LISTING
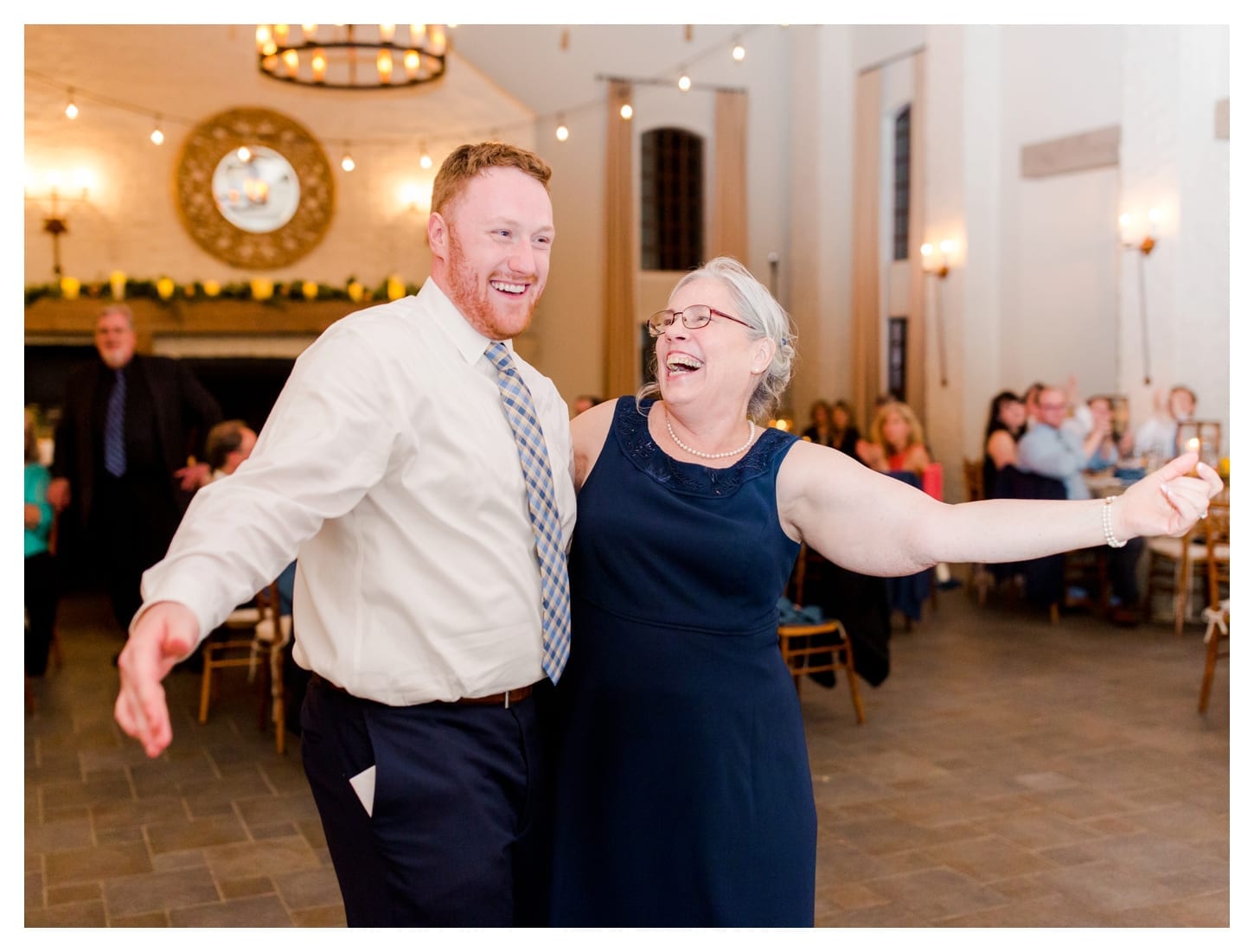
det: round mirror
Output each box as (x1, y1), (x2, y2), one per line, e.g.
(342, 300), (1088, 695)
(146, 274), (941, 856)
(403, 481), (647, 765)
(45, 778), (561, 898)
(176, 108), (335, 270)
(214, 145), (301, 234)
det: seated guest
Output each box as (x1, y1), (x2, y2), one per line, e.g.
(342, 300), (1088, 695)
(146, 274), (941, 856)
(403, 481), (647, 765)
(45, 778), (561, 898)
(1135, 385), (1198, 459)
(1023, 381), (1045, 429)
(1062, 396), (1132, 473)
(984, 390), (1027, 498)
(204, 420), (257, 482)
(856, 400), (932, 623)
(1018, 387), (1145, 624)
(856, 400), (931, 479)
(22, 410), (58, 677)
(802, 400), (835, 446)
(830, 400), (861, 459)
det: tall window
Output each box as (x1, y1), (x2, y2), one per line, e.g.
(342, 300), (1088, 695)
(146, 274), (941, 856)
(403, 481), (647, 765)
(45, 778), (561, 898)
(640, 129), (705, 271)
(888, 317), (906, 403)
(893, 105), (911, 261)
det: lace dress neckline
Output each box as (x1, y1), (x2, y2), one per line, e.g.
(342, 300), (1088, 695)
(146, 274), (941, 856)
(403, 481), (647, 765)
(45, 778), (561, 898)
(613, 396), (797, 496)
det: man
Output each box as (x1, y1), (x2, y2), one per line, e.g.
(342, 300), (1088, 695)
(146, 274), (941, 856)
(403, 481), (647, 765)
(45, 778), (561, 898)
(204, 420), (257, 482)
(115, 143), (574, 926)
(48, 303), (222, 631)
(1018, 387), (1145, 624)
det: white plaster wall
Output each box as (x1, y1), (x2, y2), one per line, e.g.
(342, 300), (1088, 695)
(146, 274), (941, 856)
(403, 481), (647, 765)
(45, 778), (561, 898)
(25, 25), (533, 284)
(780, 26), (853, 426)
(986, 26), (1123, 406)
(1121, 26), (1230, 451)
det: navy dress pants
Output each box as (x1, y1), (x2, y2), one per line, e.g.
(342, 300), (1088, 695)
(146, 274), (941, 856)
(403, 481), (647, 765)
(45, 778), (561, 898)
(301, 676), (551, 926)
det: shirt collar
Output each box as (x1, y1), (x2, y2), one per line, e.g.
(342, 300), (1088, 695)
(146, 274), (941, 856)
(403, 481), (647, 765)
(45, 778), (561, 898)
(419, 278), (515, 364)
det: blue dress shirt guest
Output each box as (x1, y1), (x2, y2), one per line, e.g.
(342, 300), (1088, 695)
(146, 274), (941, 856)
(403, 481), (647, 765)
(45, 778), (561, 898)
(1018, 387), (1145, 624)
(115, 143), (574, 926)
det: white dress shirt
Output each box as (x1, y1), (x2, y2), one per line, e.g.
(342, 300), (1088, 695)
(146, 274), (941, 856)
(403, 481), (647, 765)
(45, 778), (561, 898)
(137, 279), (574, 705)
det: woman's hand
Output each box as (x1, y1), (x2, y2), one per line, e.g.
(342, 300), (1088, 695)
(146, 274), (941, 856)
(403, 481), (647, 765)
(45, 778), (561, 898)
(1111, 453), (1224, 540)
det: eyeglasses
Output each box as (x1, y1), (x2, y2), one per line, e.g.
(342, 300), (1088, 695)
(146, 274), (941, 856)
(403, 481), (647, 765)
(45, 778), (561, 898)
(649, 303), (753, 337)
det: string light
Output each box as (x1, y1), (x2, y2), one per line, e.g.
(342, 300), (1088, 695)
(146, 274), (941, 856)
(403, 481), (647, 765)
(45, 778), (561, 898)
(28, 24), (786, 172)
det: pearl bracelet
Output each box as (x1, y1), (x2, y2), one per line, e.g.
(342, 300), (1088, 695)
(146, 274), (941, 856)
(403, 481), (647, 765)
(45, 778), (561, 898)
(1101, 495), (1128, 548)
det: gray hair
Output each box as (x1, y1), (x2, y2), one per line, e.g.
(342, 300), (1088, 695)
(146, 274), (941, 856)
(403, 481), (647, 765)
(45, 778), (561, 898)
(636, 257), (797, 420)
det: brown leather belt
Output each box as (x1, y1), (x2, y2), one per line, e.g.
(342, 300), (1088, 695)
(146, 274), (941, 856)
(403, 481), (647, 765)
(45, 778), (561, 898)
(314, 674), (535, 707)
(448, 685), (532, 707)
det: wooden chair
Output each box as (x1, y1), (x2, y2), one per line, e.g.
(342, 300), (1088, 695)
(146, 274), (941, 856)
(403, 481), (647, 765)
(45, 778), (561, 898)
(778, 543), (867, 724)
(778, 618), (867, 724)
(1198, 501), (1232, 713)
(200, 582), (291, 754)
(1142, 490), (1228, 635)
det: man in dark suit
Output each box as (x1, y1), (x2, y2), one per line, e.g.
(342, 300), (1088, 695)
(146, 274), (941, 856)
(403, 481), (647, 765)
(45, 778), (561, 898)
(48, 304), (222, 631)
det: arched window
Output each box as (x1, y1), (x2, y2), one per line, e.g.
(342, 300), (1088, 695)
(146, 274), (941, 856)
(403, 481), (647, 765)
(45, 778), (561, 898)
(640, 129), (705, 271)
(893, 105), (911, 261)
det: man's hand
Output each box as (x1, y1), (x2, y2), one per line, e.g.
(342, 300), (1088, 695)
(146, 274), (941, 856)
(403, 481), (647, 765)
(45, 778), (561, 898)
(48, 476), (70, 512)
(175, 463), (209, 493)
(113, 602), (200, 757)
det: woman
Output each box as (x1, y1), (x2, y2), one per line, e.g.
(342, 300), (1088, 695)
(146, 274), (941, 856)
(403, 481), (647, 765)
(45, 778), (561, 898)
(858, 400), (931, 479)
(984, 390), (1027, 498)
(830, 400), (861, 457)
(22, 410), (58, 677)
(802, 400), (836, 446)
(552, 259), (1221, 926)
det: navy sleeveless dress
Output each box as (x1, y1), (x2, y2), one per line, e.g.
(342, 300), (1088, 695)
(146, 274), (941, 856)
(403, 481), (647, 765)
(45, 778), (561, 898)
(552, 398), (817, 927)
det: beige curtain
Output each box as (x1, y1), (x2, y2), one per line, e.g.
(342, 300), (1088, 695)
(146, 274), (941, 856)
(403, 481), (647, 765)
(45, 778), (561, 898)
(849, 69), (887, 432)
(605, 81), (638, 396)
(706, 90), (749, 267)
(905, 50), (928, 421)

WHAT IS BEING ASKED
Swap "one per line" for "each on its own line" in the lines from the one holding "det: seated guest" through the one holding "(830, 400), (861, 459)", inclusive. Write out only those lines again, leaving everything else in them unchanged.

FINAL RESULT
det: seated guest
Output each box as (x1, y1), (x2, y2), each on its own line, e.g.
(342, 300), (1088, 695)
(146, 274), (941, 856)
(403, 481), (647, 765)
(45, 778), (561, 898)
(1135, 385), (1198, 459)
(1023, 381), (1045, 429)
(1062, 396), (1132, 473)
(984, 390), (1027, 498)
(204, 420), (257, 482)
(856, 400), (932, 623)
(1018, 387), (1145, 624)
(856, 400), (931, 479)
(22, 410), (58, 677)
(802, 400), (835, 446)
(830, 400), (861, 459)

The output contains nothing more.